▶ _Instructions for the task_
Transcribe each line of the material as it is, and drop any picture.

▶ _Provided material_

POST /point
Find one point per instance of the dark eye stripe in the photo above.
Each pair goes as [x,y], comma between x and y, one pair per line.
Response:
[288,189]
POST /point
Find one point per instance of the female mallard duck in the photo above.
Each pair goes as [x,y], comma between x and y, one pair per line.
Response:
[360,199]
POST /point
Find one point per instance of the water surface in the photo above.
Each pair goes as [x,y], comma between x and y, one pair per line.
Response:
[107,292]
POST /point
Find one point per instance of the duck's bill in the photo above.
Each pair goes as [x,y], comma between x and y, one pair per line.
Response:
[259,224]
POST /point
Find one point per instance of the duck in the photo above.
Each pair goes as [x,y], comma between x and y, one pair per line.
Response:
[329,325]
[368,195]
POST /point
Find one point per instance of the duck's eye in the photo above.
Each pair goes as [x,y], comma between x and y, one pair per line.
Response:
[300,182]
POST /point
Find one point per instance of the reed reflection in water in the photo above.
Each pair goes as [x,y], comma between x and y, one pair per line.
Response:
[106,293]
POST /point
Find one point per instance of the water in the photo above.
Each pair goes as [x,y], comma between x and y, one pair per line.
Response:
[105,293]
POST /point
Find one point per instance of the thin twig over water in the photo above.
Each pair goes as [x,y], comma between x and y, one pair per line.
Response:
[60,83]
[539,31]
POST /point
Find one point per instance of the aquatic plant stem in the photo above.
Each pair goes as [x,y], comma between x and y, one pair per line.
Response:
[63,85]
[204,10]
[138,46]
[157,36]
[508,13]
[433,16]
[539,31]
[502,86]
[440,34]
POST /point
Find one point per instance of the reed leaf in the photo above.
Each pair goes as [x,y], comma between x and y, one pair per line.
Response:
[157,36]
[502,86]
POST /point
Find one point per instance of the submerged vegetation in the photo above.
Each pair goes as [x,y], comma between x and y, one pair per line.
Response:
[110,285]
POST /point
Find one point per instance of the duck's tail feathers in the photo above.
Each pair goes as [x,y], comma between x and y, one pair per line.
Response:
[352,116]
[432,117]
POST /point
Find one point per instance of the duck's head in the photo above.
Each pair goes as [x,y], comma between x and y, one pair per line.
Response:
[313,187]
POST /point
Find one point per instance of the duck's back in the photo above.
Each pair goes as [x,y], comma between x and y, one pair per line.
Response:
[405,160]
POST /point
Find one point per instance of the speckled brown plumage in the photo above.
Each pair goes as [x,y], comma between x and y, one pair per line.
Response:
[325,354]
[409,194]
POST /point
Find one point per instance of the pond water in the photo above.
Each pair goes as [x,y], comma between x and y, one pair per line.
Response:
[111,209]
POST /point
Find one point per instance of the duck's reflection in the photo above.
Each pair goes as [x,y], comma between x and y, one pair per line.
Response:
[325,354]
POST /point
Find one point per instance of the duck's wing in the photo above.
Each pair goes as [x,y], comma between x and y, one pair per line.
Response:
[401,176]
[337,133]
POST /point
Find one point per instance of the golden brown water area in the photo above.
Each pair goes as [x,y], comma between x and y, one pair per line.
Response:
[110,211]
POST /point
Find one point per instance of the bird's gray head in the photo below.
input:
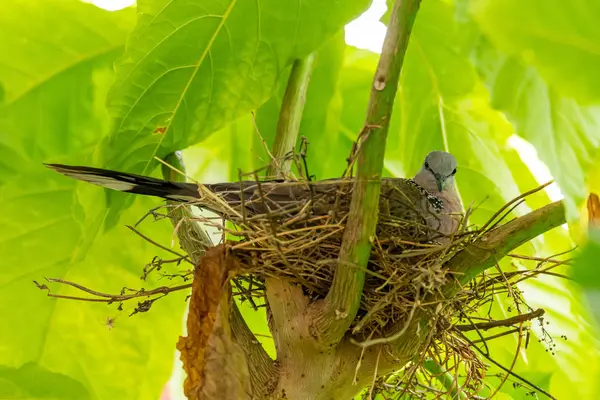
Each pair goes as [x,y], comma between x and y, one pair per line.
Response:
[442,166]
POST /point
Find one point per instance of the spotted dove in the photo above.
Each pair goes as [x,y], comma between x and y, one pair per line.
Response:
[430,196]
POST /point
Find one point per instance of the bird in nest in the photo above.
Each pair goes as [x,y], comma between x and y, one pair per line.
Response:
[436,199]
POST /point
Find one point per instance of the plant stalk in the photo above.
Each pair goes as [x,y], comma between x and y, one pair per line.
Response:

▶ _Exercise solution_
POST /point
Find one point per instance of the dark eye stripe in the photo above.
Each pair goes as [x,y], comma between x and y, one pair per line.
Response:
[288,189]
POST /point
Find one point per instance of the female mallard duck in the photo above.
Each pair goes as [x,y], comma between x and y, one pair per line.
Response:
[360,199]
POST /point
Find one point per instance of the water surface in the photo above.
Each pair goes as [x,y], comma between x and y, one pair per line.
Response:
[107,292]
POST /point
Find one point per instance of the duck's bill in the photo above.
Each pair goes as [x,y], comma between x and y, one pair per line.
Response:
[259,224]
POST /point
Find one point per instance of the duck in the photo above.
Each pair goes as [x,y], comma between x and y, one pair per line.
Response:
[329,325]
[368,195]
POST /point
Find one point per instance of the duck's eye in the photo above.
Each pair goes as [x,y], comma between x and y, one pair per line.
Response:
[300,182]
POST /point
Find one point per instance of the reed reflection in water in the photo above.
Each pair goes as [x,y], comma between x and y, one pair per line.
Response:
[106,293]
POST /point
Find one point per instance of the water in the photo above.
Each pair goes as [x,y], comma between x and y, one pair per line.
Response:
[105,293]
POST /point
Find one point per instance of the thin twig over water in the photo above.
Each pair goes as [x,y], comma between x and y, one pair per line.
Response:
[60,83]
[539,31]
POST /point
Find one point per instance of the aquatic plant stem in the photo above.
Each pair goes as [x,y], comma between x and y, one pair per line.
Response:
[63,85]
[204,10]
[138,46]
[157,36]
[508,13]
[433,16]
[539,31]
[502,86]
[440,34]
POST /point
Find one point per instance of the reed leaf in the photo above.
Each pair goes as [x,y], comma between x and y, one pair per line.
Response:
[157,36]
[502,86]
POST /point
Find one point per instance of the submerged vegetation in the photo above.
Each pair goes as [x,y], comma between x and y, one pair per line.
Response:
[110,285]
POST /point
Find one point per instance of the duck's tail feathers in the photo above.
Each pair goes as [x,y], comma between x and y, one pair per line.
Response:
[352,116]
[432,117]
POST /point
Find one point per instance of the duck's head in the photo above.
Each pair goes as [x,y], comma between x and y, one pair per line.
Response:
[313,187]
POST /point
Find one point per instance of the duck's back in the photo above.
Each pair goes as [x,y], comma between x and y, one pair per line.
Response:
[405,160]
POST /point
Find one point per instance of the speckled brown plumage in the photo above.
Each pair goes as [x,y], comma between x and y, one pair per line.
Response:
[325,354]
[409,194]
POST /point
Find one point per instance of the pond water in the photo above.
Each pair goes as [x,y], comma between x and y, one pair per line.
Response:
[111,209]
POST /point
Find one point per instance of the duck's reflection in the photo above.
Each pair goes as [x,y], comma between x and y, one pair per line.
Response:
[325,354]
POST /point
Find one point per instance of the duck's wing in the photo above.
Each pair goes as [x,y], comma between x and y, one pair per line.
Response:
[401,176]
[337,133]
POST /point
Find one point per instance of the golden brown water area in the photo above.
Each pair goes as [x,y], comma between x and y, one pair per line.
Response:
[110,211]
POST /point
Find one point per instance of the bird's gray head in the photo below.
input:
Each pair goes as [x,y], comma between x and y, one pair per line.
Response:
[442,166]
POST /point
Find one point per instance of the spotted dove in the photo above.
Each pair goes as [x,y], comma between x and y, one pair per line.
Response:
[430,196]
POST /point
Find one point per instance of the bird in nest in the photo above.
Each pair goes as [x,y], comma between x and y, one pair per line.
Response:
[436,199]
POST /point
Find one point per instance of the plant stalk in the photo above.
Each pair goes as [x,y], comma between x and y, one pair per line.
Response:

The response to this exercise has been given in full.